[Problem statement] Extract each line from the entries below that has the string "correct" in it.

[Supplied data]
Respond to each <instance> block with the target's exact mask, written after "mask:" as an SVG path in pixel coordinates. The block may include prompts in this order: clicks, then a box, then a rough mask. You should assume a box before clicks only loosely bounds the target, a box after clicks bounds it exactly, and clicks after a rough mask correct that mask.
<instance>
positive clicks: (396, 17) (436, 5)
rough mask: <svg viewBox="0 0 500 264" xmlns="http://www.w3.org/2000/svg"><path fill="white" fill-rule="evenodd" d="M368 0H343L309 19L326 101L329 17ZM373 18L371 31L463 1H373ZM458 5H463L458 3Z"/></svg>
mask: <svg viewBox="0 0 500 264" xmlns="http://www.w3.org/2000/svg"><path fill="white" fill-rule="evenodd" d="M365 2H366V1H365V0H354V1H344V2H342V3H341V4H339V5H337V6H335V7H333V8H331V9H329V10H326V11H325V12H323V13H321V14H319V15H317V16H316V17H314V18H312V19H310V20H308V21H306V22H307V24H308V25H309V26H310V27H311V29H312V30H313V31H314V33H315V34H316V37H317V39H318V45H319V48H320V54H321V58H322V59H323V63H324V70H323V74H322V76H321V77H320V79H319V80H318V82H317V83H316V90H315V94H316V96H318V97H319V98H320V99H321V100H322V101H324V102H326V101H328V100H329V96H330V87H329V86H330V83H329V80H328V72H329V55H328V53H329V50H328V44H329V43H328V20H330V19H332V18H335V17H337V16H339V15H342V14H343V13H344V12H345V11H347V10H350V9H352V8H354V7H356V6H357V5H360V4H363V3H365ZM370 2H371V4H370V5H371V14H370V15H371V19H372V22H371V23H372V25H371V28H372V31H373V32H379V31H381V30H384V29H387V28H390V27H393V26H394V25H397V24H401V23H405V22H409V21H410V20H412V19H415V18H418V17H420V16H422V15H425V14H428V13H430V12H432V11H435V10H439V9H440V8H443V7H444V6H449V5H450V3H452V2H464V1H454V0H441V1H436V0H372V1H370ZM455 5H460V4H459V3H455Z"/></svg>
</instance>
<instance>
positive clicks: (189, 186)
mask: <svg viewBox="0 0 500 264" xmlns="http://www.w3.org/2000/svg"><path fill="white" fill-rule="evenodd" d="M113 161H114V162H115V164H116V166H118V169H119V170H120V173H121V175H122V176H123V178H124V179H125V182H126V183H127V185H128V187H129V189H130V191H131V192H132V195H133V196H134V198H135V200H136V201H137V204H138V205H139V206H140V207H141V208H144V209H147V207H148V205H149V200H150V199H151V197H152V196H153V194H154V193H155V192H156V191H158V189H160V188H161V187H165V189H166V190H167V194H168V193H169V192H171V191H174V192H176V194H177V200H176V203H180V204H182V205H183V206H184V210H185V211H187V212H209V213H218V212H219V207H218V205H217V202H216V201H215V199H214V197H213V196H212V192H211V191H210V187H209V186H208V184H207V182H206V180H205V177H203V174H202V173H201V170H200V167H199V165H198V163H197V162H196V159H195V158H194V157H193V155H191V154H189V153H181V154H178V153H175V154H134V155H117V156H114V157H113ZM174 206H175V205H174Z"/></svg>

--

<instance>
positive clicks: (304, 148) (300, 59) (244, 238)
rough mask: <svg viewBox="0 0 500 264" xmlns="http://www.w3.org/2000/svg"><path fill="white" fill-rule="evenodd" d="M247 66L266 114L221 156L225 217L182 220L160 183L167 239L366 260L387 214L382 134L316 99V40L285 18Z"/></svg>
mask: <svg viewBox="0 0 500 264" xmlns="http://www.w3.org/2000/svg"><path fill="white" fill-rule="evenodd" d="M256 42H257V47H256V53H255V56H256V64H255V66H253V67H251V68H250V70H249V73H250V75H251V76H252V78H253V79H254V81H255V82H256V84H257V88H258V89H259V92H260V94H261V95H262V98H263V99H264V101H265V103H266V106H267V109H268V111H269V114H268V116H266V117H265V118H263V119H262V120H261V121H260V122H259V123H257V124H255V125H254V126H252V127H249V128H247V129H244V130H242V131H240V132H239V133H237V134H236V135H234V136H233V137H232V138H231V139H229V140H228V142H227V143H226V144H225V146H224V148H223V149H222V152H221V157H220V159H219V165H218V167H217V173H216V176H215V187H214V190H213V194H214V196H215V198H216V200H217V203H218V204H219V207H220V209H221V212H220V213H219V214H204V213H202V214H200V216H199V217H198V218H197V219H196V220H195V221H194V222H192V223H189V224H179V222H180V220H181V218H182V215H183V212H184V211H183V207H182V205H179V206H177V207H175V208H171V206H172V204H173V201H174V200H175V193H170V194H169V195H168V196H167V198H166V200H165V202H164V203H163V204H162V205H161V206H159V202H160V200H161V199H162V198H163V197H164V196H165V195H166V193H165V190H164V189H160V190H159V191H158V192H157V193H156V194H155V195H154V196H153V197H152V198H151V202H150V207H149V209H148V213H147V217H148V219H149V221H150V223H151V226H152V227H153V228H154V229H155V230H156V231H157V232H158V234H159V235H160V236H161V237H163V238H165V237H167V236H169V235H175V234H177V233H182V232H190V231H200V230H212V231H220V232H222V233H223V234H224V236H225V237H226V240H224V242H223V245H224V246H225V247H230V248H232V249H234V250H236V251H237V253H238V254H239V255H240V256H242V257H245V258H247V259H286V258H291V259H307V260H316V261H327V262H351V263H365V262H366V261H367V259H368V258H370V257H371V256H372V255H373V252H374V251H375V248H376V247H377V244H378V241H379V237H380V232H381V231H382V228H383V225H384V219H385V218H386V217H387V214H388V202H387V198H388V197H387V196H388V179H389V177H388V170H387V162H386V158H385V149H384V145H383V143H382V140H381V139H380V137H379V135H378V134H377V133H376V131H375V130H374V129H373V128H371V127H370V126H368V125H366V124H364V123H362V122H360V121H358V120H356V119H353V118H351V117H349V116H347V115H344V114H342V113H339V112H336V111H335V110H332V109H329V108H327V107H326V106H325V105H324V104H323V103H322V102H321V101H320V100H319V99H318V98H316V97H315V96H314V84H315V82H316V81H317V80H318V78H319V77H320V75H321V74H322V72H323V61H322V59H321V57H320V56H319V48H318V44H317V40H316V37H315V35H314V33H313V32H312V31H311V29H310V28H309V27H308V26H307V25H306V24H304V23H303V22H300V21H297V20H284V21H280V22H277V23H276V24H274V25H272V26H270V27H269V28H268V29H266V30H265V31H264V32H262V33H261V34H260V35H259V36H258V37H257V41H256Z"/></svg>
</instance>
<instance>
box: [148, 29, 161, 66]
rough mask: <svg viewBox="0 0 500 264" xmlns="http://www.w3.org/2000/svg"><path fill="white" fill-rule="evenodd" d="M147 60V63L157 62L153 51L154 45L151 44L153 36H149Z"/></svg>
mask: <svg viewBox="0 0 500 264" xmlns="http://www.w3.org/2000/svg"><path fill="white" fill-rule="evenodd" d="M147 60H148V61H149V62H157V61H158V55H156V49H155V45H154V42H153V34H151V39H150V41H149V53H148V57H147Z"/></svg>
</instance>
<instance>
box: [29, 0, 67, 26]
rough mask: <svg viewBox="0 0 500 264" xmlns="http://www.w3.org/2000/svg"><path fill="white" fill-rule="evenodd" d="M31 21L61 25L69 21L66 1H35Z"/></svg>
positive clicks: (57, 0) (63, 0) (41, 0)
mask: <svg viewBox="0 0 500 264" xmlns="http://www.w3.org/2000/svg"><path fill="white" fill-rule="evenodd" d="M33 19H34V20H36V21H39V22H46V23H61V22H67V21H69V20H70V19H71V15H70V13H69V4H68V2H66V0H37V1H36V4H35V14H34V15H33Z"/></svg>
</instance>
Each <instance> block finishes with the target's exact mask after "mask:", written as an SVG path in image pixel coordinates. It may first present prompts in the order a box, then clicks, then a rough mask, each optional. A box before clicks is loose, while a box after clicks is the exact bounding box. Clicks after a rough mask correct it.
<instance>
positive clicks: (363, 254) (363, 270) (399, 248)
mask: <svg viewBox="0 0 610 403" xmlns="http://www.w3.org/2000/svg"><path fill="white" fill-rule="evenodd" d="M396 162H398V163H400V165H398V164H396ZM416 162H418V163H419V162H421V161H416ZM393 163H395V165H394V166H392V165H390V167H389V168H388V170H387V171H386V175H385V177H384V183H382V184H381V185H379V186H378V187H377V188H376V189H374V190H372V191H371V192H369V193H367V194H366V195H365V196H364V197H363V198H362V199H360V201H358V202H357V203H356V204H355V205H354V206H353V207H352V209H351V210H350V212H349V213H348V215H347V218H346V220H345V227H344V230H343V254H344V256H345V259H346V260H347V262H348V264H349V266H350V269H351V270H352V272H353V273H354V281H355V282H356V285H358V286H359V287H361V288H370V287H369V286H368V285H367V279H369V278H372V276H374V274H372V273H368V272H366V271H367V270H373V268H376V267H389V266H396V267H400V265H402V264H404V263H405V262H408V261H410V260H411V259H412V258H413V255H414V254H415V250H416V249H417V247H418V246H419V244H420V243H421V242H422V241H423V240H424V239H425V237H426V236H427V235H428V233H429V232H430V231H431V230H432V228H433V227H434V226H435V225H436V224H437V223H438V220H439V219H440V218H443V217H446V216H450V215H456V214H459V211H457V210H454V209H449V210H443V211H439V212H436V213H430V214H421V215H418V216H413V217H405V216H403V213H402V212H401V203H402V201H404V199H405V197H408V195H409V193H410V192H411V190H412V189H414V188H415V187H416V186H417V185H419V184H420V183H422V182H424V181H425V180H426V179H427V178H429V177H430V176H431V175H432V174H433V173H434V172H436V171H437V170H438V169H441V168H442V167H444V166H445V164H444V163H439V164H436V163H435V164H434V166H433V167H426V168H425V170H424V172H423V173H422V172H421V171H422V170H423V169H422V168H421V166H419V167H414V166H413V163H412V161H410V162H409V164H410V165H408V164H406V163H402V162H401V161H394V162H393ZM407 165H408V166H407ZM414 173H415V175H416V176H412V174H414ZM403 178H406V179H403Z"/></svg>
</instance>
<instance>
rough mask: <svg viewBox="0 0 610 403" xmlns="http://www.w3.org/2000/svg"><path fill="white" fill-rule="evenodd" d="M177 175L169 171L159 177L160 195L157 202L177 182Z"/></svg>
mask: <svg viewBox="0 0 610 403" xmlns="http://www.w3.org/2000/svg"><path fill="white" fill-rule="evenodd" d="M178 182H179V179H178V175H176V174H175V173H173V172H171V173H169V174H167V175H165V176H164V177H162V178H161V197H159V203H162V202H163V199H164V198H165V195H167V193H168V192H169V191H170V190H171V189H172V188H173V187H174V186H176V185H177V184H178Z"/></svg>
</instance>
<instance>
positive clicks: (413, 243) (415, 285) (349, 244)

[Response area]
Respond to each <instance> block with the target's exact mask, written after "mask:" as an SVG path in pixel coordinates. The block may include prompts in this order: clicks, then a box, then a rough mask. You should assume a box before clicks only loosely bounds the target, a box after clicks bounds it exactly, and clicks after a rough mask correct that mask.
Each <instance> block finishes with the target's exact mask after "mask:", written as an SVG path in image pixel coordinates. It may first present prompts in the order a box, then clicks, then a rough mask, each optional. A box before clicks is loose, while a box after clicks is the exact bounding box. Clicks after a rough mask correct it.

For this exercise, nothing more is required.